▸ Bacaan yang Diberikan:
Polisi Peras Miliar Rupiah Dana Sekolah: Korupsi Menggurita di Tubuh Polri?
Home > Detail

Polisi Peras Miliar Rupiah Dana Sekolah: Korupsi Menggurita di Tubuh Polri?

Erick Tanjung

Senin, 24 Maret 2025 | 09:04 WIB

Suara.com - Tindakan kejahatan oleh polisi terus berulang. Kali ini kasus pemerasan yang dilakukan oleh dua polisi yang berdinas di Kepolisian Daerah Sumatera Utara. Mereka memeras SMK Negeri terkait dana alokasi khusus (DAK) untuk kegiatan sekolah hingga miliaran rupiah.

KORPS Pemberantasan Tindak Pidana Korupsi (Kortastipidkor) Polri menetapkan dua anggota Polda Sumatera Utara tersebut sebagai tersangka.

Kepala Kortastipidkor Polri Irjen Cahyono Wibowo mengatakan bahwa tersangka pertama adalah Kompol R (Ramli) selaku Ps Kasubdit Tipidkor Ditreskrimsus Polda Sumut.

“Itu sudah kami tetapkan tersangka dan yang bersangkutan telah melakukan upaya perlawanan hukum praperadilan atas penetapan tersangkanya,” kata Cahyono kepada wartawan di Jakarta, Selasa (18/3/2025).

Lalu, tersangka kedua adalah Brigadir BSP selaku penyidik pembantu pada Subdit Tipidkor Ditreskrimsus Polda Sumut.

Kedua polisi itu saat ini telah dijatuhi sanksi pemberhentian tidak dengan hormat (PTDH) atau dipecat dari Polri.

“Setelah PTDH, kami tetapkan tersangka dan langsung kami tahan di Rutan Bareskrim Polri,” ujarnya.

Cahyono menjelaskan, kasus tersebut bermula dari kedua tersangka bersama-sama memaksa kepala sekolah SMKN di Sumut untuk memberikan bagian dari proyek DAK dengan maksud menguntungkan diri sendiri atau orang lain. Tersangka BSP dan tim meminta proyek pekerjaan DAK fisik ke Dinas Pendidikan Sumut dan kepala sekolah SMKN yang menerima dana tersebut.

“Yang tidak mau diminta pekerjaannya, kedua orang tersangka ini pakai kewenangan yang dimilikinya untuk mengundang yang kepala sekolah,” ungkapnya.

Para kepala sekolah yang menolak, dikirimi surat aduan masyarakat (dumas) fiktif terkait dugaan korupsi dana bantuan operasional satuan pendidikan atau BOSP yang seolah-olah laporan dari masyarakat.

▸ Data Masukan:
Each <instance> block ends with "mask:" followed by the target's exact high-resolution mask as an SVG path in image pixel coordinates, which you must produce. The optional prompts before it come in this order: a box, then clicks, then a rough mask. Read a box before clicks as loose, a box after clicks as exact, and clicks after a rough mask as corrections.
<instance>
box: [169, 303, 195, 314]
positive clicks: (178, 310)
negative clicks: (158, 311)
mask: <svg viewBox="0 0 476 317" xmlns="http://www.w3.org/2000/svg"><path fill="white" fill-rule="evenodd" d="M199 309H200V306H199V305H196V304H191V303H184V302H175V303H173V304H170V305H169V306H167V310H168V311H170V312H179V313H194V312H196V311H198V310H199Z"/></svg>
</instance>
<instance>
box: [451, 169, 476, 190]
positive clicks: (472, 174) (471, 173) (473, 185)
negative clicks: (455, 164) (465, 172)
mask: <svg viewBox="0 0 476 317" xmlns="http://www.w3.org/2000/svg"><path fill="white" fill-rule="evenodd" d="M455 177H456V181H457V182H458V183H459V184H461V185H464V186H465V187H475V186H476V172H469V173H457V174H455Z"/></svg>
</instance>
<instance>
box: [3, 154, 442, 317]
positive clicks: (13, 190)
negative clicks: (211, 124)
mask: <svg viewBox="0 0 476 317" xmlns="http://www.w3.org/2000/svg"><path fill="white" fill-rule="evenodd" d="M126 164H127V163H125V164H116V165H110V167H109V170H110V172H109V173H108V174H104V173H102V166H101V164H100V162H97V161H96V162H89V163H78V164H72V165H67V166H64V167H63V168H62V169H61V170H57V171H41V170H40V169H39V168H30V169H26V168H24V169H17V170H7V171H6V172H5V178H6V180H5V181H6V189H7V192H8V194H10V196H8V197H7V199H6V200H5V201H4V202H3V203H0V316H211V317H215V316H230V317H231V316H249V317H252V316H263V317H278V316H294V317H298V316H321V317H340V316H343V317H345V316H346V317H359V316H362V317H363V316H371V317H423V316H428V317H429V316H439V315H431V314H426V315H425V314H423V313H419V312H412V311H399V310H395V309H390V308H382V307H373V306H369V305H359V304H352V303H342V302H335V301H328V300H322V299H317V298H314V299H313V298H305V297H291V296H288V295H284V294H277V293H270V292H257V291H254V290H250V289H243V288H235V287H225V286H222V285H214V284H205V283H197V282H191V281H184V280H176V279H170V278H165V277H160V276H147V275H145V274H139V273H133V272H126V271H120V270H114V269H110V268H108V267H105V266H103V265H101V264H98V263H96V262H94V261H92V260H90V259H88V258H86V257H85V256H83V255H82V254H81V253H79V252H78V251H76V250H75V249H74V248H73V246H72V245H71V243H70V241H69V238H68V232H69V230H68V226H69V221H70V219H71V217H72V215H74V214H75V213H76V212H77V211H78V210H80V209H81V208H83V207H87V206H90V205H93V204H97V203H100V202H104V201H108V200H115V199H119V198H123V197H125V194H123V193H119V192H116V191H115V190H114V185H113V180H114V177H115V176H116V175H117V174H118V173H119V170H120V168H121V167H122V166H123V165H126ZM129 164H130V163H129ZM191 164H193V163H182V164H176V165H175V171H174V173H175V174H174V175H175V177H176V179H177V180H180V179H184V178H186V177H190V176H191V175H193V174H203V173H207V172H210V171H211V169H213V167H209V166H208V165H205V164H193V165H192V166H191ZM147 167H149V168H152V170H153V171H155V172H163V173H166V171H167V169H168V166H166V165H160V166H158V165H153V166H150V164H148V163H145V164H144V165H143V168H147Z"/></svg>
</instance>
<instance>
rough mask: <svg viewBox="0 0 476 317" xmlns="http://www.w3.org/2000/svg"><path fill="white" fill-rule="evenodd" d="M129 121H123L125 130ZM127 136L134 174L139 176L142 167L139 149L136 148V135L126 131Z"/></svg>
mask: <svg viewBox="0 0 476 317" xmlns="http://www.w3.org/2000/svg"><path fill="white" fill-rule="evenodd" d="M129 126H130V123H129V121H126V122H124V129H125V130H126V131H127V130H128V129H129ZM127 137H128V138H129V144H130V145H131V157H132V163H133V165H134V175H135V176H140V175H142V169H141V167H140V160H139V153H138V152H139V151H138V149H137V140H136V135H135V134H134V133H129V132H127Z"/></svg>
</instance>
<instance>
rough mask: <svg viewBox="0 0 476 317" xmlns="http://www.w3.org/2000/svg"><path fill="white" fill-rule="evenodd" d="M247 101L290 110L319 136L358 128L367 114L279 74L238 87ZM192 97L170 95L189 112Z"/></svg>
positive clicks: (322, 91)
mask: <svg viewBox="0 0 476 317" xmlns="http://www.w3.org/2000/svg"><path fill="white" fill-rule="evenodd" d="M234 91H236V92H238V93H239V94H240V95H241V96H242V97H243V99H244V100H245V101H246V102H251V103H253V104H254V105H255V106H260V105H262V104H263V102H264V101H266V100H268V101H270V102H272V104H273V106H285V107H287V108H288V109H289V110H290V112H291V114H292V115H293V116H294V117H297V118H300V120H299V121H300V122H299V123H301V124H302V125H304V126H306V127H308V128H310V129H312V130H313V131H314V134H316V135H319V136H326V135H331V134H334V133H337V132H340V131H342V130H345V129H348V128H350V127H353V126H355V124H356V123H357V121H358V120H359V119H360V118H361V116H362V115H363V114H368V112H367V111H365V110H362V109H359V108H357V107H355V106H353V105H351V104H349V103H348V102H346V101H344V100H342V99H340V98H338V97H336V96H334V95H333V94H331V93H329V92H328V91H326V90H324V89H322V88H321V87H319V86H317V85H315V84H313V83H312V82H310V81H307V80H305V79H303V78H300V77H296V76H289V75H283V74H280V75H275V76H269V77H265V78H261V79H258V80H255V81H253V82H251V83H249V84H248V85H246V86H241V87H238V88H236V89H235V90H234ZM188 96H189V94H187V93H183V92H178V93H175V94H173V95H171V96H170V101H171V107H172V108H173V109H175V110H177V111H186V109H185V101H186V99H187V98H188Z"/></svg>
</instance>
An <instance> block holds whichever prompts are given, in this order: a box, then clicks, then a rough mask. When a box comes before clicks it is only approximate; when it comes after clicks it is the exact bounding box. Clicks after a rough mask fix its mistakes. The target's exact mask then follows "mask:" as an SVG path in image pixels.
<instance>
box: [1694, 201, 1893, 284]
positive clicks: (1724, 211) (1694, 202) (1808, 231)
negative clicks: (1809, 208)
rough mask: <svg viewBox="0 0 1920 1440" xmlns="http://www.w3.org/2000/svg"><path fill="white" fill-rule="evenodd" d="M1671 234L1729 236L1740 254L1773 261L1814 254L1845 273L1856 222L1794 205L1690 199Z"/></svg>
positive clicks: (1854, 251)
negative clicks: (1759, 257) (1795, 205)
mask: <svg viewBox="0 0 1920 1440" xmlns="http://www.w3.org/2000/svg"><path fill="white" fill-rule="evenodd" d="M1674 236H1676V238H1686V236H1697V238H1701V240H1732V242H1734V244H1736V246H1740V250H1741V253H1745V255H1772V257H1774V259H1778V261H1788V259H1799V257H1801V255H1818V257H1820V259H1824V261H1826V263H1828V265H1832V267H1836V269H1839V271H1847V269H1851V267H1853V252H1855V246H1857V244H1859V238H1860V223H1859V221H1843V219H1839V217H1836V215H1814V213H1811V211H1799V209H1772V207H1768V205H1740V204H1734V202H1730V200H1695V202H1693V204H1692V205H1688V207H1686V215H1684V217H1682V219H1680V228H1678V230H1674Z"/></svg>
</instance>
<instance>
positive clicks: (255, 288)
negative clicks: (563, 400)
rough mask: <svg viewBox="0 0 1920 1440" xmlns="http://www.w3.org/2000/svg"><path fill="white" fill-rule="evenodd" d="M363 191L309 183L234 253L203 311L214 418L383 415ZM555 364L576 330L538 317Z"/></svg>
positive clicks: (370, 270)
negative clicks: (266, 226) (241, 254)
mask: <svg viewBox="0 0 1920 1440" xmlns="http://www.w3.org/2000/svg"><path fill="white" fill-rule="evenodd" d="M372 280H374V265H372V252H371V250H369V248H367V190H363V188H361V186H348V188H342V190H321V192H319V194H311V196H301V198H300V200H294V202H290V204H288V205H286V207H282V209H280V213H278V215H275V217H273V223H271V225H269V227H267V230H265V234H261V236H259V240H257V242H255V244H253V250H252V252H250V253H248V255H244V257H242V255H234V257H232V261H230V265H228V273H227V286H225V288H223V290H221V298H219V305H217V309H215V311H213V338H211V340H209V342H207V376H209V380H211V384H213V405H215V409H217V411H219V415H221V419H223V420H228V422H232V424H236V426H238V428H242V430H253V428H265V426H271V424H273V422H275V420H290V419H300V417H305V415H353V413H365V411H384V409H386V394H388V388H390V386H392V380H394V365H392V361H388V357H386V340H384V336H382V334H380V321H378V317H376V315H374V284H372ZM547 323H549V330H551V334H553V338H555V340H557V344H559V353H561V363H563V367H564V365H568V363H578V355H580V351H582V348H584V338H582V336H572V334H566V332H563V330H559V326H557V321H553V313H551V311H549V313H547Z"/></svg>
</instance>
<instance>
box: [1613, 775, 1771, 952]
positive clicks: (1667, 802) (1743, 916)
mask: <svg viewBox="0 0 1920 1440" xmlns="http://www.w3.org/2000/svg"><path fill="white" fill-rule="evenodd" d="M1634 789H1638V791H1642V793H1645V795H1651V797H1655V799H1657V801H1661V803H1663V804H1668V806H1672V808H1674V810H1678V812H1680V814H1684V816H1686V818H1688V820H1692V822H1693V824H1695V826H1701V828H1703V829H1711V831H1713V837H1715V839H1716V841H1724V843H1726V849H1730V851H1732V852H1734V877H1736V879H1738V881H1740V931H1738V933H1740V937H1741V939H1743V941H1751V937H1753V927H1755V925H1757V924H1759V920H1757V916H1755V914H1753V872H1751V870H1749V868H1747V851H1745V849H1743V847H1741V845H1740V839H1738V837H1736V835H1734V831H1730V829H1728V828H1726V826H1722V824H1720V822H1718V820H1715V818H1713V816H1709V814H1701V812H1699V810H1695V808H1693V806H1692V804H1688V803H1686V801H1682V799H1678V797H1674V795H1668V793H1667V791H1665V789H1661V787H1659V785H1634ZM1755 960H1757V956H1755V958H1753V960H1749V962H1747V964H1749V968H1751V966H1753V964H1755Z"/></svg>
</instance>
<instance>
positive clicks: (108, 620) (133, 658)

▸ Petunjuk Tugas: Tuliskan ulang tanpa perubahan seluruh bagian bacaan mulai dari "Suara.com - Tindakan" hingga "tersebut sebagai tersangka.". Kerjakan hanya berdasarkan bacaan di atas.

▸ Hasil Tugas:
Suara.com - Tindakan kejahatan oleh polisi terus berulang. Kali ini kasus pemerasan yang dilakukan oleh dua polisi yang berdinas di Kepolisian Daerah Sumatera Utara. Mereka memeras SMK Negeri terkait dana alokasi khusus (DAK) untuk kegiatan sekolah hingga miliaran rupiah.

KORPS Pemberantasan Tindak Pidana Korupsi (Kortastipidkor) Polri menetapkan dua anggota Polda Sumatera Utara tersebut sebagai tersangka.